-- BEGIN RECORDS SHOWN --
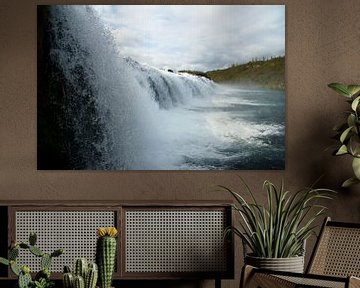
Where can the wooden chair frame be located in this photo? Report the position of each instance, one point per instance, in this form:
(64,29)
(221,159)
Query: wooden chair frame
(255,277)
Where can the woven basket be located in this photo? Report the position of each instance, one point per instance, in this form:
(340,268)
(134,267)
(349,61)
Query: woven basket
(291,264)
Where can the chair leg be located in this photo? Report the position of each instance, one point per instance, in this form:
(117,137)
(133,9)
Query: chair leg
(246,273)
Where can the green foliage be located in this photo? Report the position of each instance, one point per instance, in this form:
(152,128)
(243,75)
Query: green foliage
(266,73)
(105,259)
(42,283)
(348,132)
(279,229)
(42,278)
(85,275)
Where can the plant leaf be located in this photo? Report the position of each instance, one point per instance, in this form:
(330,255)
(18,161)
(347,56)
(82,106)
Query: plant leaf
(353,89)
(355,103)
(342,150)
(345,134)
(349,182)
(356,167)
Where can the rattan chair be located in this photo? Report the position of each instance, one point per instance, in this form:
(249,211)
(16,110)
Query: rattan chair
(334,263)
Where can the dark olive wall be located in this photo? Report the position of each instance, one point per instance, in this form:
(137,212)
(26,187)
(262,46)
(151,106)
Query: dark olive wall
(322,46)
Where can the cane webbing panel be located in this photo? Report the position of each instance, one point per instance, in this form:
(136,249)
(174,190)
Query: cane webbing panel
(306,282)
(175,241)
(338,252)
(74,231)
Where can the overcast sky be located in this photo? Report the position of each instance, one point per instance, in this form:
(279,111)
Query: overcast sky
(196,37)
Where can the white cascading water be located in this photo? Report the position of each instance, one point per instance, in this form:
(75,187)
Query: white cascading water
(154,119)
(127,95)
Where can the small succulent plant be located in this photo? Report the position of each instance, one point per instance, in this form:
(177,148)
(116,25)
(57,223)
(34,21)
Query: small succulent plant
(84,275)
(42,278)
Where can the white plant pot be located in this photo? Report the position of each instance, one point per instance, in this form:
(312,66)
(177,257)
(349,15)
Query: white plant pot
(291,264)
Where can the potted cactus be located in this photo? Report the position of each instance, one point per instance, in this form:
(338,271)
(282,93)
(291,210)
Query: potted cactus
(42,278)
(84,275)
(106,254)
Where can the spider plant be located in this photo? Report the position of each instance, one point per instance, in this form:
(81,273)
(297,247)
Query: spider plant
(279,229)
(348,133)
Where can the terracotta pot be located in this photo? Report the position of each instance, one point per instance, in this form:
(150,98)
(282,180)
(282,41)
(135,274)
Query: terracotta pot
(291,264)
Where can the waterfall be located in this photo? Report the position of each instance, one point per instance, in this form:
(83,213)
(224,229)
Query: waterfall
(107,110)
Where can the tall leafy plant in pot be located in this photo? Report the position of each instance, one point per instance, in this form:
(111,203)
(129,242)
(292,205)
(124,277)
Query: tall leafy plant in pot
(348,132)
(279,229)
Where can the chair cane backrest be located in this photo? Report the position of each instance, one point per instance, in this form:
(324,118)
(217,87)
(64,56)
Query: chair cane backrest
(337,252)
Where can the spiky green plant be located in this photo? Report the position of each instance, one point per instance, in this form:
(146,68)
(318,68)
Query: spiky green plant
(42,278)
(348,132)
(279,229)
(84,273)
(106,254)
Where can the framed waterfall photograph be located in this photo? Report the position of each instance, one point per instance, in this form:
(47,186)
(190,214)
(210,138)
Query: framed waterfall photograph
(161,87)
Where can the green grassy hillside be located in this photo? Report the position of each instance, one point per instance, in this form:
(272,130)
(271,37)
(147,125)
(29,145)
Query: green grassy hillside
(267,74)
(260,73)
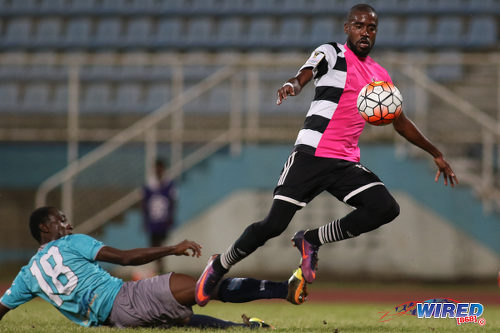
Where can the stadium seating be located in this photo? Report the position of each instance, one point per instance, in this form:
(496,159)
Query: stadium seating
(39,29)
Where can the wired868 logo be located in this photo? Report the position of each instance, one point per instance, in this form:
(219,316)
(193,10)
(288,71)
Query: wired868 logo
(463,313)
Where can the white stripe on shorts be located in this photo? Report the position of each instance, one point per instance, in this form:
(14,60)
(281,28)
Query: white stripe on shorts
(286,168)
(361,189)
(295,202)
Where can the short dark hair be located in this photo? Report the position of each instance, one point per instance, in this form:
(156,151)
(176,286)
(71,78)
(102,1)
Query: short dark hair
(362,7)
(39,216)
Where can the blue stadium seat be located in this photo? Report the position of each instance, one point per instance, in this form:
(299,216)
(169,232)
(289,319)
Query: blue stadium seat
(416,32)
(386,7)
(44,67)
(54,6)
(447,72)
(97,98)
(294,6)
(265,6)
(100,72)
(156,96)
(175,7)
(12,68)
(204,6)
(260,32)
(420,6)
(112,6)
(292,32)
(483,7)
(18,33)
(233,7)
(23,7)
(324,30)
(138,32)
(60,101)
(450,7)
(219,99)
(145,6)
(9,97)
(449,32)
(78,32)
(108,33)
(36,98)
(48,33)
(159,73)
(482,32)
(229,32)
(169,32)
(200,32)
(83,7)
(133,73)
(128,98)
(388,32)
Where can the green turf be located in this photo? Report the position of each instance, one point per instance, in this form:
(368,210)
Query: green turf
(38,316)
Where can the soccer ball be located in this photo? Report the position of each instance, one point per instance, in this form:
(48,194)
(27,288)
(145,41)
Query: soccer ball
(379,103)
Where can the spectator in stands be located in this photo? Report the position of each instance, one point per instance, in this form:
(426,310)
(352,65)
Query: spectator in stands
(65,273)
(326,156)
(158,206)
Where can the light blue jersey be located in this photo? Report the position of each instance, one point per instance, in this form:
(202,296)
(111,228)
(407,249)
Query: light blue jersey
(64,272)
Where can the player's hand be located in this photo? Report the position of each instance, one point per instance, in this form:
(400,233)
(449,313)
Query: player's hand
(184,247)
(283,92)
(445,169)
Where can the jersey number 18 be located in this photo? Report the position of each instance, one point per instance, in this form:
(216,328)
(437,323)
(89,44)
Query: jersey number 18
(54,272)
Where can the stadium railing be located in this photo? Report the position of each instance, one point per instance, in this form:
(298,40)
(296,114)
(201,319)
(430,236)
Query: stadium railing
(237,102)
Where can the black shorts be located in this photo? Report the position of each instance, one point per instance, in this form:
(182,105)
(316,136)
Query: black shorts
(304,176)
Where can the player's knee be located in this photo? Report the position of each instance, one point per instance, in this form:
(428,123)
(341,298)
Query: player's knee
(387,212)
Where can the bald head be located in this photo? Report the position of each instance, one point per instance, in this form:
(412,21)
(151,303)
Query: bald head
(362,7)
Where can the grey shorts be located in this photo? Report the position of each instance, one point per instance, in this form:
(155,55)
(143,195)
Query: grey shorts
(147,303)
-- END RECORDS SHOWN --
- _EXERCISE PROMPT_:
Copy out, unchanged, everything from the line containing "Where can the bald" down to the last line of the entries, including both of those lines.

- _RESULT OF THIS TASK_:
Where can the bald head be located in this photo? Report the position of each instance, one point per instance, in this form:
(412,21)
(151,303)
Query: bald head
(362,7)
Where can the grey shorts be located in this photo? Report the position of each instance, one point per instance, in this form:
(155,55)
(143,195)
Query: grey shorts
(147,303)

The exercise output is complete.